Radiosurgery Plus Immunotherapy in Patients With Brain Metastases From Melanoma
Posted: Wednesday, August 8, 2018
Pairing immunotherapy with radiosurgery in patients with brain metastases associated with melanoma may be advantageous, according to research recently published in the Journal of Neuro-Oncology. The study, conducted by Tyler Robin, MD, PhD, of the University of Colorado Cancer Center, and colleagues, analyzed the survival outcomes of patients receiving treatment from immune checkpoint inhibitors in addition to Gamma Knife radiosurgery. In addition, new brain metastases developed at a median of 3.1 months with anti–CTLA-4 immunotherapies compared with a median that was not reached with anti–PD-1 immunotherapies.
“Big studies have shown a dramatic increase in survival for melanoma patients with brain metastases, and our study hints at one possible reason why: There may be an underlying synergy between these therapies,” shared Dr. Robin, referring to combination immunotherapy and radiosurgery, in a press release from Colorado Cancer Blogs.

◆ **PROVIDED DATA**
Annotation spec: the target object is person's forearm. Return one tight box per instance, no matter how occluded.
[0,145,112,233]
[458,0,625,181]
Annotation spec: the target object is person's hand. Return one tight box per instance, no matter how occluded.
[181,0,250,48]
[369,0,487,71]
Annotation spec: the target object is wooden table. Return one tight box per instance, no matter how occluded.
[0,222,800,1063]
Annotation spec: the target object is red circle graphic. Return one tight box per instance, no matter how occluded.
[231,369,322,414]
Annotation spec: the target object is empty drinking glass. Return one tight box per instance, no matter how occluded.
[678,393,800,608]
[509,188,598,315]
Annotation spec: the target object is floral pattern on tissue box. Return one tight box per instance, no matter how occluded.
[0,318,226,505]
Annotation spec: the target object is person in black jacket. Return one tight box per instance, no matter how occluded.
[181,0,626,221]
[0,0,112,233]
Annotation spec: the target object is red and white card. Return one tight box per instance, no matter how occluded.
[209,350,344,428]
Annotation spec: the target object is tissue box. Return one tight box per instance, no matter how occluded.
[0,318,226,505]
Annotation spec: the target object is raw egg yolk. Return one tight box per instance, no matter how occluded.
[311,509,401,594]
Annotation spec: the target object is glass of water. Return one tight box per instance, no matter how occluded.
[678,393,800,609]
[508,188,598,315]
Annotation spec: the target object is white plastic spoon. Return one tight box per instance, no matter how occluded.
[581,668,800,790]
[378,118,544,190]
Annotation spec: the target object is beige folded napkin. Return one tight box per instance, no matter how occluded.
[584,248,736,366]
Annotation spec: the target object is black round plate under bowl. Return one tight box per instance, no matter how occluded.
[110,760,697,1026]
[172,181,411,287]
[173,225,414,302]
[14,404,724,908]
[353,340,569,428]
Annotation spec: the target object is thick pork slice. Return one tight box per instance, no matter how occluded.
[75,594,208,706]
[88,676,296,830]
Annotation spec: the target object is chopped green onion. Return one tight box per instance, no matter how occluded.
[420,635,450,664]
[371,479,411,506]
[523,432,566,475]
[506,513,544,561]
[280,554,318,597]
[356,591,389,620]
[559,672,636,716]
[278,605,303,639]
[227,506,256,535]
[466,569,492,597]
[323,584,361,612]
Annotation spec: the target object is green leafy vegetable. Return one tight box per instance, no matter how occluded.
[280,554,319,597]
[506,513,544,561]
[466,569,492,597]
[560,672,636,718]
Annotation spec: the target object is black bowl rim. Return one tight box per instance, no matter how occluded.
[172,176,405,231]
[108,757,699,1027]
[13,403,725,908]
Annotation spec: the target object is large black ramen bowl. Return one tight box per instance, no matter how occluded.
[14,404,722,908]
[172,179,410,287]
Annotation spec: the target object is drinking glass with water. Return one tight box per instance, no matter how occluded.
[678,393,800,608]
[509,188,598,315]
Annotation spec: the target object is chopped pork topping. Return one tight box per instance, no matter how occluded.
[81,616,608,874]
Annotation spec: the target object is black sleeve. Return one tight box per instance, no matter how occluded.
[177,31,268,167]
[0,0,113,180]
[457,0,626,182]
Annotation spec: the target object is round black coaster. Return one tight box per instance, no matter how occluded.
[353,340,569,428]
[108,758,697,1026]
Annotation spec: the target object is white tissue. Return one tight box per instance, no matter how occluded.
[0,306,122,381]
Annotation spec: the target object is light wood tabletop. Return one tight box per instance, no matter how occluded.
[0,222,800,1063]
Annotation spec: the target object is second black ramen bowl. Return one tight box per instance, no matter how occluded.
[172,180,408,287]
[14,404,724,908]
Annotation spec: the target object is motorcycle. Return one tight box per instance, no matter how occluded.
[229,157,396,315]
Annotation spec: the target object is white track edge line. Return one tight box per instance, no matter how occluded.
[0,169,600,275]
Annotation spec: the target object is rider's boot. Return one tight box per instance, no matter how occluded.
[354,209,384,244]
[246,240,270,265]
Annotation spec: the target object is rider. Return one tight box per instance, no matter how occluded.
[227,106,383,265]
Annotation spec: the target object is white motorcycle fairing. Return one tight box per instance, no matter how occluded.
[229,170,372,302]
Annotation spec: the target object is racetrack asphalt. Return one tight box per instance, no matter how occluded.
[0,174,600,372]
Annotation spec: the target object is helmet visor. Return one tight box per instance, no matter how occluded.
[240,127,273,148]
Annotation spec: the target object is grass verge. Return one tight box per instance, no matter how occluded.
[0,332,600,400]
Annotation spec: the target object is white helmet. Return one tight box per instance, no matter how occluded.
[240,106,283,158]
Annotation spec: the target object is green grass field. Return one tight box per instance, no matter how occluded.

◆ **WORK ORDER 1**
In the article on radiosurgery plus immunotherapy for melanoma brain metastases, at what median time did new brain metastases develop with anti–CTLA-4 immunotherapies?
◆ **WORK ORDER 2**
Rewrite the paragraph beginning "Pairing immunotherapy with radiosurgery" from the melanoma brain metastases article as a short bulleted list that keeps its main facts.
◆ **WORK ORDER 3**
Carry the melanoma brain metastases article forward from its final sentence.

◆ **EXPECTED ANSWER 1**
At a median of 3.1 months.

◆ **EXPECTED ANSWER 2**
- Research in the Journal of Neuro-Oncology suggests that combining immunotherapy with radiosurgery may be advantageous for patients with melanoma brain metastases.
- Tyler Robin, MD, PhD, of the University of Colorado Cancer Center, and colleagues conducted the study.
- They analyzed survival outcomes in patients treated with immune checkpoint inhibitors plus Gamma Knife radiosurgery.
- New brain metastases developed at a median of 3.1 months with anti–CTLA-4 immunotherapies. With anti–PD-1 immunotherapies, the median was not reached.

◆ **EXPECTED ANSWER 3**
The researchers retrospectively analyzed the outcomes of the combination therapy in 38 patients with melanoma brain metastases. All patients began treatment with immune checkpoint inhibitors within 8 weeks of undergoing Gamma Knife radiosurgery sometime between 2012 and 2017. At a median follow-up of 31.6 months, the median progression-free survival was 3.4 months. The median overall survival was not reached due to the large percentage of patients still living when the study results were analyzed.
In the study population, 25 patients received anti–CTLA-4 immunotherapy and 13 received anti–PD-1 with or without anti–CTLA-4 immunotherapy. Overall, the latter group experienced significantly improved results, including comparative progression-free survival of 20.3 months versus 2.4 months. The study also analyzed the safety of combining immune checkpoint inhibitors and radiosurgery treatments. A total of six patients developed adverse reactions during the study, all of which were considered central nervous system toxicities of at least a grade 2.